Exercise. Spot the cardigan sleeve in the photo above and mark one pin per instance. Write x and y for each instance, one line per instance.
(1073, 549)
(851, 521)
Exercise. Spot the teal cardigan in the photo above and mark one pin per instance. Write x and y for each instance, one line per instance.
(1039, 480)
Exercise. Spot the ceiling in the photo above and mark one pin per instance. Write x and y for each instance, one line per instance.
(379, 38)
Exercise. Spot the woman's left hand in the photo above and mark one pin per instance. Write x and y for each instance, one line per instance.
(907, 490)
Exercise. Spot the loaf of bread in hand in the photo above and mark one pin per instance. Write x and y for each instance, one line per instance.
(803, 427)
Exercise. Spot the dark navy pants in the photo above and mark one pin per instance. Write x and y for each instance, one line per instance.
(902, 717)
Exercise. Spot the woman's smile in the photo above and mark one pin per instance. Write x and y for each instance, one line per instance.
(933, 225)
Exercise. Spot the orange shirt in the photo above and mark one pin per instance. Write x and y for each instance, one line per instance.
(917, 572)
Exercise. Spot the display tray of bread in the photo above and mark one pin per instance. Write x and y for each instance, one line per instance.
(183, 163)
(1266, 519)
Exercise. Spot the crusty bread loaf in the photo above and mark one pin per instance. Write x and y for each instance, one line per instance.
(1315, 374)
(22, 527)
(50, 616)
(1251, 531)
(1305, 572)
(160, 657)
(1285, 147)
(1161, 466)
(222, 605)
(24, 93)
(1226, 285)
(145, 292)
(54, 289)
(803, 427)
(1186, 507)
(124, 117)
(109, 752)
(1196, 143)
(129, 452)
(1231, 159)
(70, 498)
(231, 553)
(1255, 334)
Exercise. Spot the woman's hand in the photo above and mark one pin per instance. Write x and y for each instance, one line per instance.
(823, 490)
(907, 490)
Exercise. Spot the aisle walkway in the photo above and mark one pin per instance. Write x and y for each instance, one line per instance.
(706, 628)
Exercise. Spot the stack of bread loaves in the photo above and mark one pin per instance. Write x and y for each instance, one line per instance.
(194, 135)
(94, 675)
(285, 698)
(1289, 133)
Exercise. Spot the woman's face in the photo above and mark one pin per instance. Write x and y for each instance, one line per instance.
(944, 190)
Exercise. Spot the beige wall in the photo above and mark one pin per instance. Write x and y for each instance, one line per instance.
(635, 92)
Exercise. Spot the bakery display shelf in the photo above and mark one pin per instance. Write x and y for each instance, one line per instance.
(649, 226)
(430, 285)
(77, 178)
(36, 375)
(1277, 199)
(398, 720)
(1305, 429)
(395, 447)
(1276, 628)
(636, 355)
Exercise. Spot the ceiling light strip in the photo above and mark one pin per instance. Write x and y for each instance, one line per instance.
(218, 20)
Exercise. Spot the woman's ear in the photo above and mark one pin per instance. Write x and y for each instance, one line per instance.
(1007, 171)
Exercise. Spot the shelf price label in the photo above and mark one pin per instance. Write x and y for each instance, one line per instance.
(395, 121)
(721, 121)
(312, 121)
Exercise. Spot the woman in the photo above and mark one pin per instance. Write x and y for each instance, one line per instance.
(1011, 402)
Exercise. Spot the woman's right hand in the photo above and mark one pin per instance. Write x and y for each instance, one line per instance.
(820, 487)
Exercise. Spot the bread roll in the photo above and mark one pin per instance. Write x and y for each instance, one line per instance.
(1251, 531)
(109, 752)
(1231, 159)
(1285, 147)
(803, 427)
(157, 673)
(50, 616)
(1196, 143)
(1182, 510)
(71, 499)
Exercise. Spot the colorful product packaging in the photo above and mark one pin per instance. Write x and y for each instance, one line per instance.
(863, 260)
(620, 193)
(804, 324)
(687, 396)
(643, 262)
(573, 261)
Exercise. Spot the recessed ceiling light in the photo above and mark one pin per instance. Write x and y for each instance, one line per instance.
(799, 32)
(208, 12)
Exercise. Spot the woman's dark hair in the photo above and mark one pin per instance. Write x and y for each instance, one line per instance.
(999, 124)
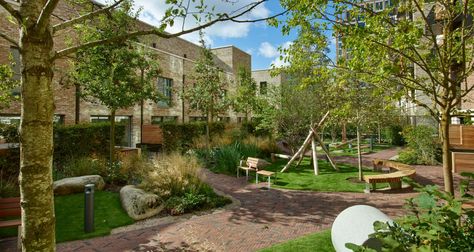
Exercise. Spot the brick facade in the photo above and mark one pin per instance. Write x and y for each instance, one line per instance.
(176, 58)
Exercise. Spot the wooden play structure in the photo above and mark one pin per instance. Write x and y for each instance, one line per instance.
(461, 139)
(312, 139)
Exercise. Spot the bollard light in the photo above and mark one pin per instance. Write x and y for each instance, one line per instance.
(89, 208)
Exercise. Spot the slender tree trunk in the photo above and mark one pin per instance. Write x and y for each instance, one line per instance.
(379, 133)
(36, 130)
(447, 159)
(359, 154)
(112, 137)
(344, 132)
(208, 133)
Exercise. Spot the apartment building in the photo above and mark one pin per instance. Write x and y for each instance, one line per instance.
(415, 114)
(176, 58)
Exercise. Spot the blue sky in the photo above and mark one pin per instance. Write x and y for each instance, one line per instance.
(258, 39)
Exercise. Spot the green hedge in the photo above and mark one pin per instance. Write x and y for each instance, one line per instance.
(180, 136)
(81, 140)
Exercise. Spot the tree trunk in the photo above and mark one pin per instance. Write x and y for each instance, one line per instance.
(359, 154)
(447, 163)
(36, 130)
(379, 133)
(112, 137)
(344, 133)
(208, 132)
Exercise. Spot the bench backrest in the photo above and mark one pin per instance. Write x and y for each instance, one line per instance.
(256, 162)
(10, 207)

════════════════════

With the pictures removed, the entries above should be transcribed exactly.

Exercise. Spot the cardigan sleeve in the photo above and mark one pin per instance. Write x and y for each instance, one line per instance.
(1073, 549)
(851, 521)
Exercise. Spot the teal cardigan in the photo above and mark one pin per instance. Write x and y for each instance, one line per instance.
(1039, 480)
Exercise. Spot the ceiling in the photo above and mark one pin per instance. Write x and y for each instance, one line per instance.
(379, 38)
Exercise. Spot the woman's left hand in the photo above and mark one pin per instance. Write x and y for each instance, one line per instance.
(907, 490)
Exercise. Spot the loaf of bread in hand in the photo above and mark one pin per instance. Write x and y for each instance, one line per instance.
(803, 427)
Exercise. Spot the dark navy pants in the photo above and mark one pin per instance. Write x and y for each instance, one line per instance.
(902, 717)
Exercise. Spot the woman's smile in the photo above and mark one pin per instance. Write x and y for each instance, one line per instance.
(933, 225)
Exercise. Spot the orange shirt in the photo above and mark one pin per instance. Write x and y for each instance, one line per instance.
(917, 572)
Exercise. Spot the display tray of bread in the photo above and mark one pin per instance. Write x and y for each instance, one line per instance.
(183, 163)
(1266, 519)
Exercise. Spot the crusty bread loaf in the photo above and mark one pin per instance. Write x and y for each instance, one line per instance.
(1315, 374)
(22, 527)
(50, 616)
(1251, 531)
(1305, 572)
(160, 657)
(1285, 147)
(1161, 466)
(222, 605)
(24, 93)
(1226, 285)
(145, 292)
(54, 289)
(803, 427)
(1186, 507)
(124, 117)
(109, 752)
(1196, 143)
(129, 452)
(1231, 159)
(70, 498)
(231, 553)
(1255, 334)
Exercise. Spot the woman's hand in the photo above and mark one pin per instance. Write x and y for each instance, one line per instance.
(823, 490)
(907, 490)
Exercise. Spot the aisle walkway in the photo above and mark one pin per instance. Write x and y for each instance, one line per instance.
(706, 628)
Exercise. Spot the stack of bread loaves in the photo above and mark one pin per instance. Write x and y for each instance, one line per instance.
(194, 135)
(94, 675)
(285, 698)
(1289, 133)
Exercise. Spot the woman's face in the photo above and mark one pin per instance. Write x and y for each instance, one line per instance.
(944, 190)
Exercise. Spot the beige wall in the photo above and mark one pin per instance. Write x and y for each instance, one line per instance.
(635, 92)
Exercise. Spot the bakery display shelf in the photo above and mark one pin per instance. Write x and y for each instance, one line per instance.
(649, 226)
(430, 285)
(77, 178)
(36, 375)
(1277, 199)
(398, 720)
(1305, 429)
(395, 447)
(1276, 628)
(636, 355)
Exercise. Spot the ceiling light strip in the photo above and mark one pin per instance. Write x and y for each instance, one line per instance.
(218, 20)
Exercise. Spot the woman's ear in the photo above and mark one pin per instance. Write x and y for each instance, one line per instance.
(1007, 171)
Exercise. Spot the shelf price label in the photo above and mark one pin per instance. Write x and y for each instance, one line per instance.
(395, 121)
(721, 121)
(312, 121)
Exercise. Spot the woman in the photo above and mark one pin per instance. Write x and y for each instance, one line per instance.
(1011, 402)
Exercise. Spot the woman's right hand in the photo above and mark one pin per instance. Write x and y for each instance, one line per instance.
(820, 487)
Exercise. Spot the bread roll in the photo above and mark one pin per instance. Write x and y for each instance, one line per instance.
(1251, 531)
(109, 752)
(1231, 159)
(1285, 147)
(803, 427)
(157, 673)
(50, 616)
(1196, 143)
(1182, 510)
(71, 499)
Exercise. Spot the colorful product packaging in the photo above and mark one pin per instance. Write x and y for each instance, one line per instance.
(863, 260)
(620, 193)
(804, 324)
(687, 396)
(643, 262)
(573, 261)
Exercise. Spot the recessed ceiling light in the photo above and mark one pin per instance. Write x and y for each instance, one line per instance.
(799, 32)
(208, 12)
Exercise. Spot the woman's dark hair in the photo above and mark one pin per instance. Write x and y for each instance, one line per instance.
(999, 124)
Exercise. Spot the brick facade in the photo above and mark one pin per instance. Write x and y for each instance, one line per instance.
(176, 58)
Exercise. Spot the wooden play structure in the photo above and mark one pin per instance. Write x and y for each instance, one line per instance.
(461, 139)
(312, 139)
Exercise. Spot the bollard light in the photo above and mark one pin per instance. Write x and y for each instance, one line per instance.
(89, 208)
Exercise. Spot the slender tree trunk in the photo above and mark one pin per instance. Write x and y for each instance, one line per instance.
(379, 133)
(36, 130)
(447, 159)
(359, 154)
(112, 137)
(344, 132)
(208, 133)
Exercise. Spot the apartment building in the photo above and mark one pin per instance. Write x and y for each instance, one line per instance.
(415, 114)
(176, 58)
Exercise. Spot the blue sky in the photo above and mark one pin per instance. Write x and y for each instance, one line per instance.
(258, 39)
Exercise. Spot the green hedge in the photo above and mark one pin per instance. Write x and y for each instance, one line per instance.
(180, 136)
(81, 140)
Exercise. Spot the tree trunk in the photo above and mark one pin per instance. Write x and y for each instance, one line per instance.
(359, 154)
(447, 163)
(36, 130)
(379, 133)
(112, 137)
(344, 133)
(208, 132)
Exercise. Spot the bench backrest in the photo above and mark one pin per instance. Write x and y for each instance, one line per instance.
(256, 162)
(10, 207)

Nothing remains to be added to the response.